WRITTEN EXERCISE
Reproduce the items word for word, starting at the line that contains "Target: parked car in background" and continuing through the end of the items. Leave out the pictures.

EXERCISE MATERIALS
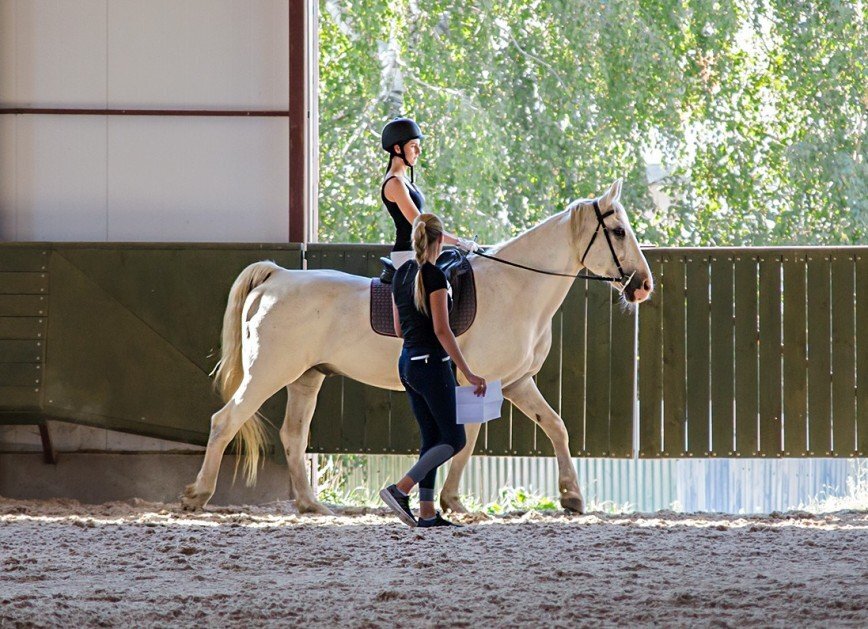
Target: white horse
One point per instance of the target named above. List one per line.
(290, 329)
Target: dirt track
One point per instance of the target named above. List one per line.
(149, 564)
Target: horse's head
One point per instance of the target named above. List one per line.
(608, 247)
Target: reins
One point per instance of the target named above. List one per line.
(530, 268)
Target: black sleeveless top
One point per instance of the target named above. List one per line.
(403, 228)
(417, 328)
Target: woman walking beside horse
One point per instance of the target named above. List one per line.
(420, 310)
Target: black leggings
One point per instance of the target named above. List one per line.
(430, 386)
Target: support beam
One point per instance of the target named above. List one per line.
(302, 126)
(49, 456)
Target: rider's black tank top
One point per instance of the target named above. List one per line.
(403, 227)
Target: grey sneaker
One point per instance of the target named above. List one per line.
(437, 520)
(399, 503)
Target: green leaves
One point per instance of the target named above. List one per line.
(757, 111)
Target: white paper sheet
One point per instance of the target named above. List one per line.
(476, 410)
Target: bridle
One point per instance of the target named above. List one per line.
(619, 283)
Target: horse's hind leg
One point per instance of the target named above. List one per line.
(449, 500)
(293, 434)
(527, 398)
(225, 424)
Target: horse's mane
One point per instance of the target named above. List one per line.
(502, 245)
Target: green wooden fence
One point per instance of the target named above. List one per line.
(759, 352)
(741, 352)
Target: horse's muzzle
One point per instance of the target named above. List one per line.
(639, 288)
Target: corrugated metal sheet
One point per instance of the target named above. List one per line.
(644, 485)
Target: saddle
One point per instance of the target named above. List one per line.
(459, 273)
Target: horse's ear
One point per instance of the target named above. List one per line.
(612, 194)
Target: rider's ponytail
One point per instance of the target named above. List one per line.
(427, 229)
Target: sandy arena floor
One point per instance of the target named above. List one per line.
(63, 563)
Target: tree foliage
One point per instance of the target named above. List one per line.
(756, 111)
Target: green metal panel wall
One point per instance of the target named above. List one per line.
(24, 289)
(132, 332)
(755, 352)
(596, 404)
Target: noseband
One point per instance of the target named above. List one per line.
(623, 280)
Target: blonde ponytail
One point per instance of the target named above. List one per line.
(427, 229)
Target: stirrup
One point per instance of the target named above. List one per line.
(388, 271)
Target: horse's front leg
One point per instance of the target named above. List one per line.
(527, 398)
(449, 500)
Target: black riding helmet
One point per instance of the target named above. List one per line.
(400, 131)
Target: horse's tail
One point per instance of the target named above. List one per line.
(229, 371)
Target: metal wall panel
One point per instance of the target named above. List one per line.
(130, 333)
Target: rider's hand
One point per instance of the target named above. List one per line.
(467, 245)
(477, 382)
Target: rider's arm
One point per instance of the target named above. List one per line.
(396, 190)
(396, 322)
(440, 318)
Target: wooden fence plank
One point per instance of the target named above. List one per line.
(598, 370)
(22, 328)
(819, 356)
(770, 356)
(404, 433)
(795, 356)
(23, 305)
(674, 378)
(721, 355)
(20, 374)
(23, 283)
(573, 366)
(862, 353)
(746, 346)
(843, 356)
(650, 365)
(19, 398)
(21, 351)
(698, 356)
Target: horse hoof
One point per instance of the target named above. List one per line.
(451, 504)
(313, 507)
(192, 501)
(573, 504)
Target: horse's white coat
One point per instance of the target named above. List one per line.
(295, 325)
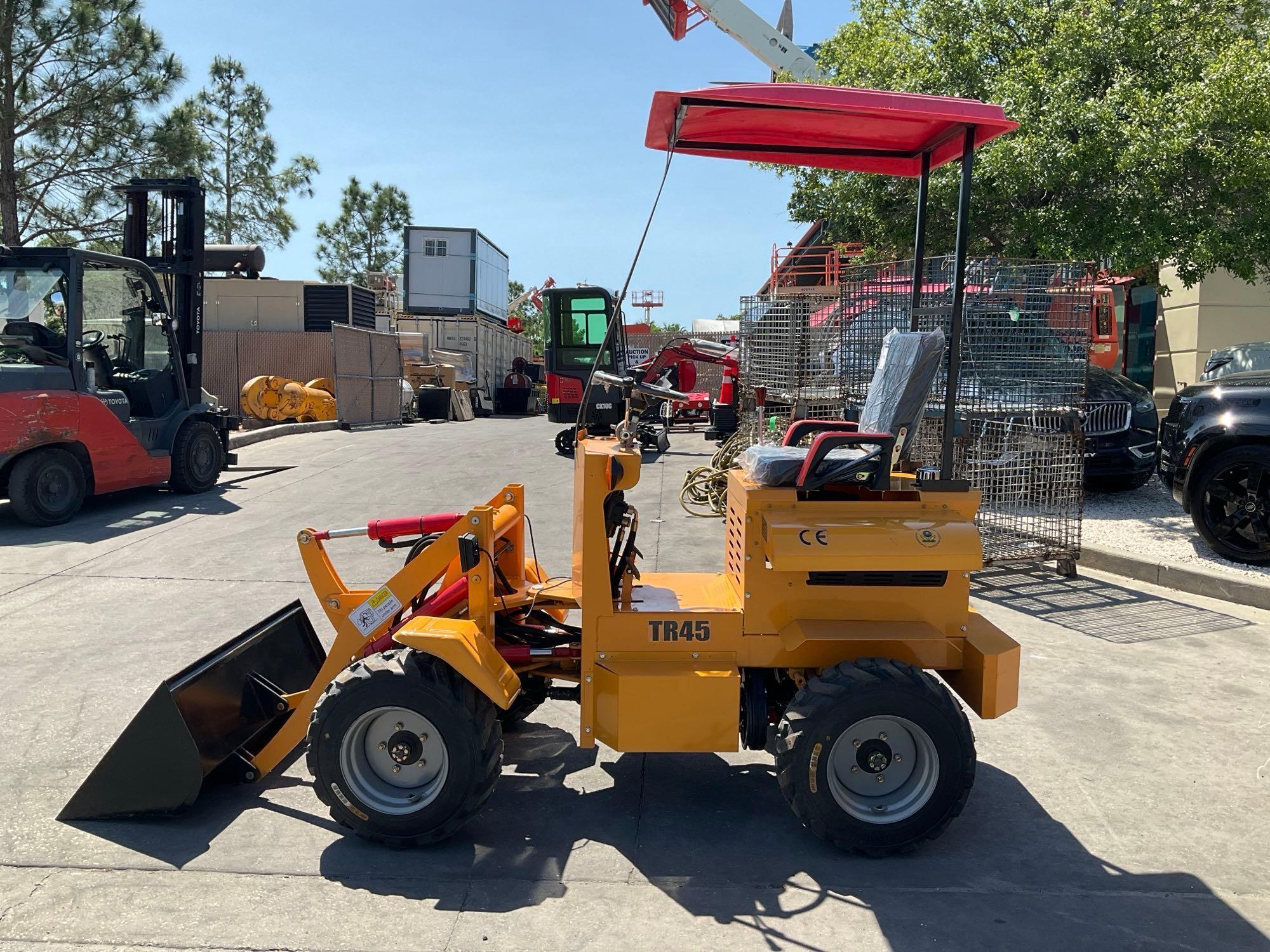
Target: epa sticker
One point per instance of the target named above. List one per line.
(375, 611)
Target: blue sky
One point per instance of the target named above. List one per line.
(524, 119)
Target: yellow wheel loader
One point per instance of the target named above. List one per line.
(839, 635)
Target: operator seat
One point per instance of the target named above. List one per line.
(845, 453)
(41, 338)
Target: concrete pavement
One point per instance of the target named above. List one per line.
(1125, 804)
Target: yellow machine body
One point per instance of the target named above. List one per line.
(284, 399)
(807, 585)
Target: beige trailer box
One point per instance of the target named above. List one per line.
(490, 346)
(1216, 313)
(244, 304)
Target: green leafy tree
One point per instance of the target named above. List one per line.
(247, 191)
(82, 84)
(368, 234)
(1144, 130)
(533, 319)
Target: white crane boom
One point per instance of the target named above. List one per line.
(773, 45)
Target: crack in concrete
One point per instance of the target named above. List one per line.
(31, 896)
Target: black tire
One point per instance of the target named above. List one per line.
(464, 718)
(848, 695)
(566, 442)
(534, 692)
(1120, 483)
(1221, 491)
(197, 458)
(46, 487)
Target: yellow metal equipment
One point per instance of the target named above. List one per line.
(284, 399)
(839, 634)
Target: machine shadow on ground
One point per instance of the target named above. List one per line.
(129, 511)
(1098, 609)
(719, 841)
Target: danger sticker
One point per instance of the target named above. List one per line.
(375, 611)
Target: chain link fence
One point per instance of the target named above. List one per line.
(368, 376)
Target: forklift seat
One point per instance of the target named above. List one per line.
(897, 400)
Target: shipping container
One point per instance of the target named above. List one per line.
(487, 345)
(244, 304)
(453, 272)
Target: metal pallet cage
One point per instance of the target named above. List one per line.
(1022, 388)
(1020, 393)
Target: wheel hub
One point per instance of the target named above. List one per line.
(406, 748)
(394, 760)
(883, 769)
(874, 756)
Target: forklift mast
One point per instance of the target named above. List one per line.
(178, 260)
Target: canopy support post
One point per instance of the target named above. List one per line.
(924, 185)
(957, 318)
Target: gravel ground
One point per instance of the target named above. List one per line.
(1149, 524)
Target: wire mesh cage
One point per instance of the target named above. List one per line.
(1022, 388)
(1022, 383)
(791, 346)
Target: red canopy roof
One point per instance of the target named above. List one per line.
(827, 128)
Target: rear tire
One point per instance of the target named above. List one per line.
(832, 784)
(1221, 494)
(197, 458)
(46, 487)
(449, 750)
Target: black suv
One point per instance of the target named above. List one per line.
(1121, 427)
(1215, 455)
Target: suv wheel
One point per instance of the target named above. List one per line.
(1230, 503)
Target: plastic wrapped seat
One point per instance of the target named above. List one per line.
(858, 454)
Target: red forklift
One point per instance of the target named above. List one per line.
(101, 375)
(577, 321)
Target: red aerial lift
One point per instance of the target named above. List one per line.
(101, 374)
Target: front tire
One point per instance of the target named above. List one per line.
(46, 487)
(197, 458)
(1230, 505)
(859, 723)
(413, 713)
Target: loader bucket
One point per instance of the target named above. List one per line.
(227, 705)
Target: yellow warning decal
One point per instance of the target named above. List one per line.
(375, 611)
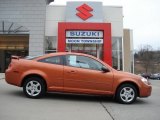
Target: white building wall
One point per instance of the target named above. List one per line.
(55, 14)
(30, 14)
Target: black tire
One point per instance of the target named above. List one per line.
(126, 94)
(34, 87)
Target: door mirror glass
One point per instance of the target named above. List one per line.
(104, 69)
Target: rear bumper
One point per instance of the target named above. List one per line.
(145, 91)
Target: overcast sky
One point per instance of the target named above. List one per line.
(142, 16)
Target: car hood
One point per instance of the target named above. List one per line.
(128, 75)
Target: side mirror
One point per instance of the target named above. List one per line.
(104, 69)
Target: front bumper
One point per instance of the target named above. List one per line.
(145, 91)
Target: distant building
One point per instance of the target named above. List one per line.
(33, 27)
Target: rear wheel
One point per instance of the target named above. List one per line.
(126, 94)
(34, 87)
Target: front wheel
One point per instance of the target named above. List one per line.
(126, 94)
(34, 87)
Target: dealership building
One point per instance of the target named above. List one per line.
(33, 27)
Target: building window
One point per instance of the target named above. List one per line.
(117, 53)
(50, 44)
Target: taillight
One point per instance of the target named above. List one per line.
(10, 65)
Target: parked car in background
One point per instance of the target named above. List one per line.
(146, 75)
(155, 76)
(74, 73)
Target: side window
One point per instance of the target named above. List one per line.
(83, 62)
(52, 60)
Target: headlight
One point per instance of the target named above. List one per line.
(145, 80)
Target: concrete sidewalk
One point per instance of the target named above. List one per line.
(2, 76)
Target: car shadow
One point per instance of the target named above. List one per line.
(75, 97)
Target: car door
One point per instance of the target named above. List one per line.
(53, 68)
(84, 74)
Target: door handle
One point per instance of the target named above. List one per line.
(72, 71)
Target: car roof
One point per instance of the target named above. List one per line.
(63, 53)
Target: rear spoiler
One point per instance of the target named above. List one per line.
(15, 57)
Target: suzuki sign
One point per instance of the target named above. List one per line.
(84, 12)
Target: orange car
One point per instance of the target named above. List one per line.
(74, 73)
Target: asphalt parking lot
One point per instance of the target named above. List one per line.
(15, 106)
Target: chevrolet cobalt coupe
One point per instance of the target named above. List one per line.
(74, 73)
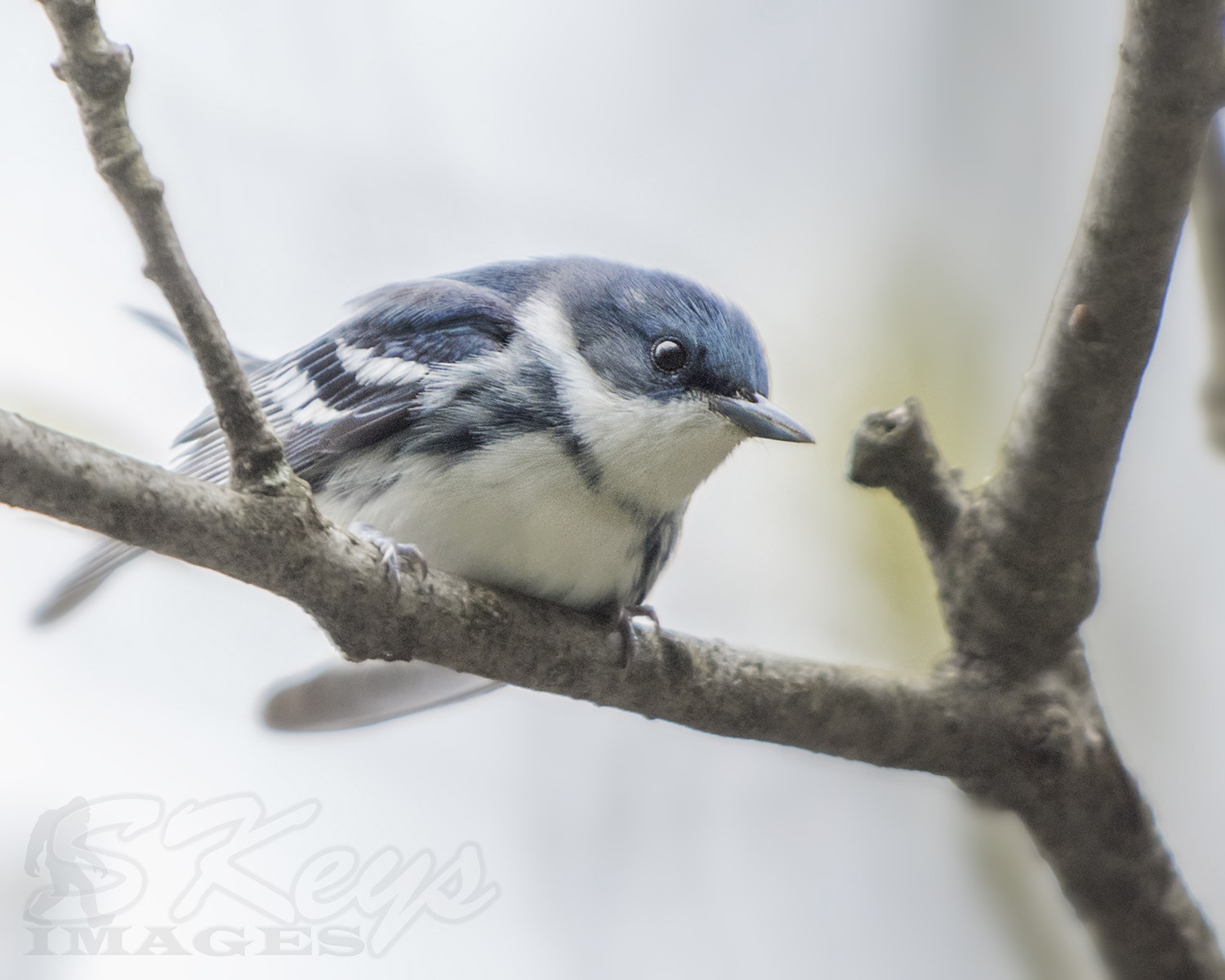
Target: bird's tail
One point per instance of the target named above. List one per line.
(85, 578)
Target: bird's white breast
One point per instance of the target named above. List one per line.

RESULT BELOW
Target: parked car in background
One point per instance of the target named above. List one per line.
(146, 75)
(155, 76)
(74, 73)
Target: side window
One point per instance of the target named above. List one per line.
(83, 62)
(52, 60)
Target: headlight
One point per instance of the target named above. List one per line.
(145, 80)
Target: concrete sidewalk
One point per instance of the target named above. List one per line.
(2, 76)
Target: car shadow
One point per instance of the target named above. List one per line.
(75, 97)
Target: car door
One point per instance of the target named above. List one per line.
(53, 68)
(84, 74)
Target: door handle
One point per instance of the target named above. List one per line.
(72, 71)
Target: car roof
One point per instance of the target named above. List one per line.
(63, 53)
Target: rear spoiler
One point per instance of the target named above. List one per line.
(15, 57)
Target: suzuki sign
One point per instance of the target named above. List one per line.
(84, 12)
Target: orange car
One point per instance of the target named above. List one per line.
(74, 73)
Target: asphalt parking lot
One point per instance of the target named above. List one per line.
(15, 106)
Target: chevrolet cobalt coupe
One point per instance of the target named above. List one per line.
(74, 73)
Target: bird's tail
One point per instance of the target named above. List one per line.
(85, 578)
Target: bird's white breast
One point per instance of the target named above. List one per line.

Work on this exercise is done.